■ Selected extract:
==========

First, they've recalled a slew of Guard and Reserves, and this uproots their lives, often causes them to suffer serious pay cuts (the foreman making sixty grand a year is activated to a junior enlisted job where he's pulling down thirty, for example), there are expenses attendant with going "active" (need that full seabag full of clothes that actually fit, and so forth) and then there's the expense of being separated (computer access, phone cards, mail, care packages back and forth) that aren't covered by FSA (family separation allowance). Your pay is tax free while you are in the sandbox, but even at that, it's not always sufficient to compensate for the loss of civilian pay, and more so if you had a little business going on the side, like some folks do for a bit of extra money.

I know they aren't caring as much about homebasing now amongst the active forces, so they don't have the assurances they had in the old days, unless the servicemember is willing to take some arduous duty back-to-back or sea duty extensions in places like Norfolk, for example.

==========

■ Dataset entries:
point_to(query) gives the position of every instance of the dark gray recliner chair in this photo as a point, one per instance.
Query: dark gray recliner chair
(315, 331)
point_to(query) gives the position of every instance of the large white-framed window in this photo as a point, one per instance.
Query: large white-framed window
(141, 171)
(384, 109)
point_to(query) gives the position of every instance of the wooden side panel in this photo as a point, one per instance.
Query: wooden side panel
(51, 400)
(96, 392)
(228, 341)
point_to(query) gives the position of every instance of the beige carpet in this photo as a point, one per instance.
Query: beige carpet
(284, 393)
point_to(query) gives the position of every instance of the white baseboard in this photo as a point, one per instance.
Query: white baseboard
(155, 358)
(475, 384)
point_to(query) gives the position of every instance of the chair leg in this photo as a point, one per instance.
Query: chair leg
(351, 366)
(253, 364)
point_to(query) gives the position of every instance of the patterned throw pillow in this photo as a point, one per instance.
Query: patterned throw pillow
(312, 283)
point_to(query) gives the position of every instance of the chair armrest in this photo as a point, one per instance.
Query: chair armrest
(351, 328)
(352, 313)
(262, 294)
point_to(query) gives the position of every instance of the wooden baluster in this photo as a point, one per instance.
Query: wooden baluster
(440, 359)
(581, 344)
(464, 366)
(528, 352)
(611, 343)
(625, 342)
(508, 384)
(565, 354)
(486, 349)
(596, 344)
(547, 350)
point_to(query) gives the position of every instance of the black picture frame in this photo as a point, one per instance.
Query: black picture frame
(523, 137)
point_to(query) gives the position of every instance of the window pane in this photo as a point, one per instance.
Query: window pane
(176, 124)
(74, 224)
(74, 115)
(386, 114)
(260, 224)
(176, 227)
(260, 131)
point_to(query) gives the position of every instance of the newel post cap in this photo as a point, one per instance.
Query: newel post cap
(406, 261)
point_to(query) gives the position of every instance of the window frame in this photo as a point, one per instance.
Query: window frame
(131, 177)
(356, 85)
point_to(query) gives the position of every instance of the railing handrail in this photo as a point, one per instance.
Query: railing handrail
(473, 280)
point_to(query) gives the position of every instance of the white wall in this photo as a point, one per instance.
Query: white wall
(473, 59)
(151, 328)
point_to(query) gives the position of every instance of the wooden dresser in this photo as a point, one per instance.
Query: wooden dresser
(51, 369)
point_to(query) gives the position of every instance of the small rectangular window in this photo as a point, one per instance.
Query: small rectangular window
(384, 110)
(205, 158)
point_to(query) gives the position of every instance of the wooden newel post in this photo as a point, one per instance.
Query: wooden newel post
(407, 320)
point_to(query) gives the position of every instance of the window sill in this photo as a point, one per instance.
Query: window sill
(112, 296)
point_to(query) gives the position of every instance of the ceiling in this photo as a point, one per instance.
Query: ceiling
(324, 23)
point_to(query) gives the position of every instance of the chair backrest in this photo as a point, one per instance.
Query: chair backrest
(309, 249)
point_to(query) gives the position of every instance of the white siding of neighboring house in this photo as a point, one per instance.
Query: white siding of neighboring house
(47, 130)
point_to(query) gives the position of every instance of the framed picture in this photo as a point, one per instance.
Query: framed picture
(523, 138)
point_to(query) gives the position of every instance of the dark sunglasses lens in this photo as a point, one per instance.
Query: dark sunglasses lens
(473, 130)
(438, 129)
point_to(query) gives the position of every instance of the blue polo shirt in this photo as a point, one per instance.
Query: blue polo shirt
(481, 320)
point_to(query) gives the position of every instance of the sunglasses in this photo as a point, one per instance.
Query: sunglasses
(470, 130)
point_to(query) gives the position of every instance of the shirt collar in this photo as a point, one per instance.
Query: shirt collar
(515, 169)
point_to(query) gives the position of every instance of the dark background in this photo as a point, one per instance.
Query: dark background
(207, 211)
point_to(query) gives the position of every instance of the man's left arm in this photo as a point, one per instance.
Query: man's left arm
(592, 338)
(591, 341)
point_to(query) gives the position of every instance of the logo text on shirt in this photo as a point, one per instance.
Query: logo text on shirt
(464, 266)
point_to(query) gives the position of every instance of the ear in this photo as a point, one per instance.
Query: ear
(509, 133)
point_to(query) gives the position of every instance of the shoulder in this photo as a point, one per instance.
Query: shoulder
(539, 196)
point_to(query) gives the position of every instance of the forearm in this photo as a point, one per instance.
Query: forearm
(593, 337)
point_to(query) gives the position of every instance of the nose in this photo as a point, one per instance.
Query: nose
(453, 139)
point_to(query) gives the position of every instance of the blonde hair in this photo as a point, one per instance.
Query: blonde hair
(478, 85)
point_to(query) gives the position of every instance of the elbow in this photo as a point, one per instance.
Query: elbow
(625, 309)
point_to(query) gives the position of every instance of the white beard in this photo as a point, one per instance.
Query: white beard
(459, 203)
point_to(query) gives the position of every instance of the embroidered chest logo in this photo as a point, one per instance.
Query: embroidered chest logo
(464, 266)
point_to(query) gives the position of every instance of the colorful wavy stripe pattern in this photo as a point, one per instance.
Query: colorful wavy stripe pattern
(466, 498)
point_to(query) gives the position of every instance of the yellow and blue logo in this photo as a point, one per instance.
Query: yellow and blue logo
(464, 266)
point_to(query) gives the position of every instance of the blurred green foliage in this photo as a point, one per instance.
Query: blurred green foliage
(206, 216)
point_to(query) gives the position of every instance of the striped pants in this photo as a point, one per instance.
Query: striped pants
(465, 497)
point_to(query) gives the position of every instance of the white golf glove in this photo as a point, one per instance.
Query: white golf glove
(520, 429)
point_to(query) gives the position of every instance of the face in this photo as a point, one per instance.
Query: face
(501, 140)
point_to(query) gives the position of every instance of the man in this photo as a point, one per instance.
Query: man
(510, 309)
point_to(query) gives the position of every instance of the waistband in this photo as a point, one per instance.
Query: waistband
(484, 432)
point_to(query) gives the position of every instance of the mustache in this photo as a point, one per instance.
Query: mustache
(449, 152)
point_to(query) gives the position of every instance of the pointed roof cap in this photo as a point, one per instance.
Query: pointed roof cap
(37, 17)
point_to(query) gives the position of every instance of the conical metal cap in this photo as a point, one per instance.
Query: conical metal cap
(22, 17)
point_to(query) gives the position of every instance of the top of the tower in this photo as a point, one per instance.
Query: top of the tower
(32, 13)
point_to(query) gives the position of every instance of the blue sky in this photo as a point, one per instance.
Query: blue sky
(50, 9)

==========

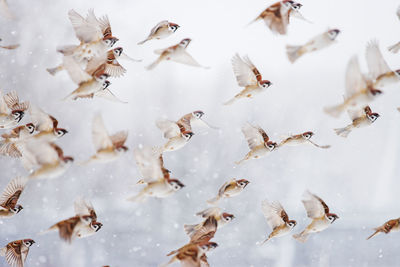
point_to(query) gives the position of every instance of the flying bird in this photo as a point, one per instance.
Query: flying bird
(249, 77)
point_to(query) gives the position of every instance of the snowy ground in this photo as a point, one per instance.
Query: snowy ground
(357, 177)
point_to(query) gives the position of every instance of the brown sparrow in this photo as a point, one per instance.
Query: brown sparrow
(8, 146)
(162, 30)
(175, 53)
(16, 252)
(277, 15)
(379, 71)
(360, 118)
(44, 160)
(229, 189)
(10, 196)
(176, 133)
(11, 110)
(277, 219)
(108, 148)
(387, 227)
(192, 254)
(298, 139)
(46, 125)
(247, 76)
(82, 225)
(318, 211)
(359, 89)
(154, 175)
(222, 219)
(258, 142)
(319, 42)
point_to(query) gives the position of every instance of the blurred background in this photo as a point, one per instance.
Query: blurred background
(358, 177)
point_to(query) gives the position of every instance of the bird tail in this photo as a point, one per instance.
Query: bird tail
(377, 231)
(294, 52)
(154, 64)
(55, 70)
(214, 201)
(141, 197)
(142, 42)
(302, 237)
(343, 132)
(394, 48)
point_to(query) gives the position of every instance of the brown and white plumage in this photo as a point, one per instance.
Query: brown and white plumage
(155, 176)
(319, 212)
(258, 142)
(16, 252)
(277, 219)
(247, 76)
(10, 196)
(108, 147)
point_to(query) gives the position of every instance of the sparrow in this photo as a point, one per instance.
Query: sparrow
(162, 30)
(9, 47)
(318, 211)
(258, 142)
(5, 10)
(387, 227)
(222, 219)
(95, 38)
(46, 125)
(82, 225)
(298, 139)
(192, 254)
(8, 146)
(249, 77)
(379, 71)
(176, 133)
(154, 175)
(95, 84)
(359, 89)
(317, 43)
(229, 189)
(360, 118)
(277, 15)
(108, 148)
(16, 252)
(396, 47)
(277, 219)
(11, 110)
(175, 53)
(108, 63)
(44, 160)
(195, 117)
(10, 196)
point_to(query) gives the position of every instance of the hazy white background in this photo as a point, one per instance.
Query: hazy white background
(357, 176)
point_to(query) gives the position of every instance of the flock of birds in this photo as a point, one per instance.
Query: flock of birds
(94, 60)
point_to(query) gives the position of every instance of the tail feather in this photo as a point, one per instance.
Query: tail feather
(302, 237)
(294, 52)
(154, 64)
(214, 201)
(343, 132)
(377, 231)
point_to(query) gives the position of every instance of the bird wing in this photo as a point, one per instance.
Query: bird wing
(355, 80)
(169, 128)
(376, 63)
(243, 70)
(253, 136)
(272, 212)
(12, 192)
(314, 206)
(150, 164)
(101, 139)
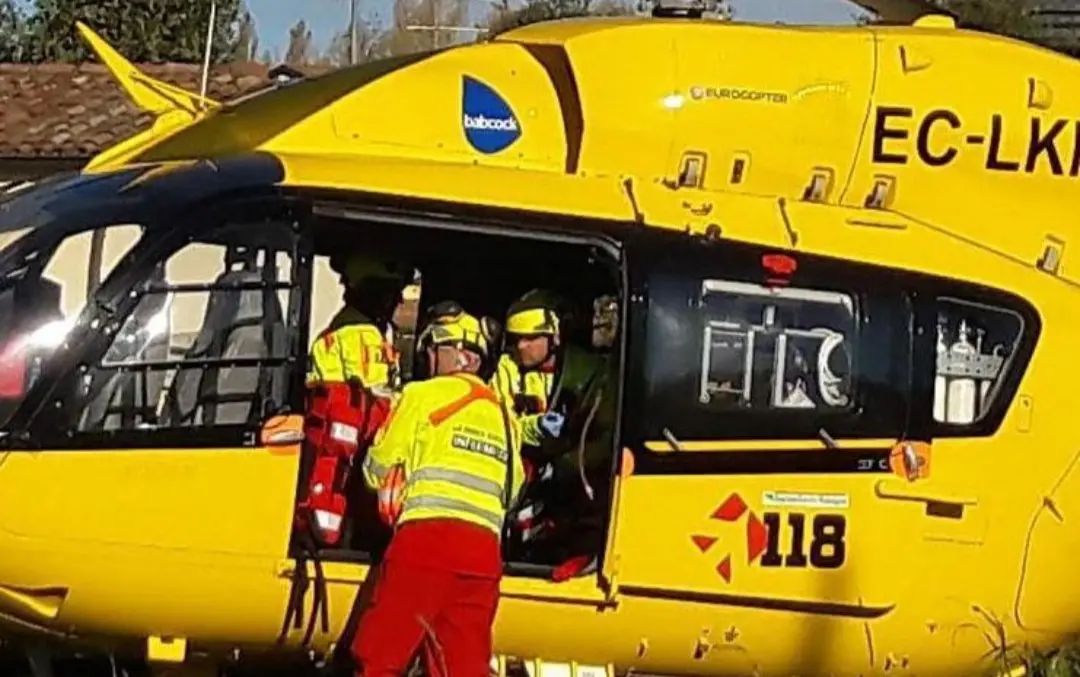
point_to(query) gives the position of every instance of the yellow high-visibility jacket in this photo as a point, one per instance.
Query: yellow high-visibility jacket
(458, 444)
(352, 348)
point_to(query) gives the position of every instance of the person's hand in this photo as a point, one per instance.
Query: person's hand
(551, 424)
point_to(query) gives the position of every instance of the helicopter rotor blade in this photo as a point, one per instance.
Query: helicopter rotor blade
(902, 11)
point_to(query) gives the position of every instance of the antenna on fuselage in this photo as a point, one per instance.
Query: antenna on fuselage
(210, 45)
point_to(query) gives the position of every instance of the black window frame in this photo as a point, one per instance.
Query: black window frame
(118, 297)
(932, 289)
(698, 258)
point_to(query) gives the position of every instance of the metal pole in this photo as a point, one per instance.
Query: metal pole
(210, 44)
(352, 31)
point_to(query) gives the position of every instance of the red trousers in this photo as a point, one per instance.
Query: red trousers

==========

■ Work instructions:
**A)** In the passage on recalled Guard and Reserve members, how much does the example foreman earn after he is activated?
**B)** In the passage on recalled Guard and Reserve members, rewrite the part from "First, they've recalled" up to and including "of extra money.", changing "foreman" to "electrician".
The records aren't needed for this work.

■ Solutions:
**A)** Thirty grand a year, down from sixty.

**B)**
First, they've recalled a slew of Guard and Reserves, and this uproots their lives, often causes them to suffer serious pay cuts (the electrician making sixty grand a year is activated to a junior enlisted job where he's pulling down thirty, for example), there are expenses attendant with going "active" (need that full seabag full of clothes that actually fit, and so forth) and then there's the expense of being separated (computer access, phone cards, mail, care packages back and forth) that aren't covered by FSA (family separation allowance). Your pay is tax free while you are in the sandbox, but even at that, it's not always sufficient to compensate for the loss of civilian pay, and more so if you had a little business going on the side, like some folks do for a bit of extra money.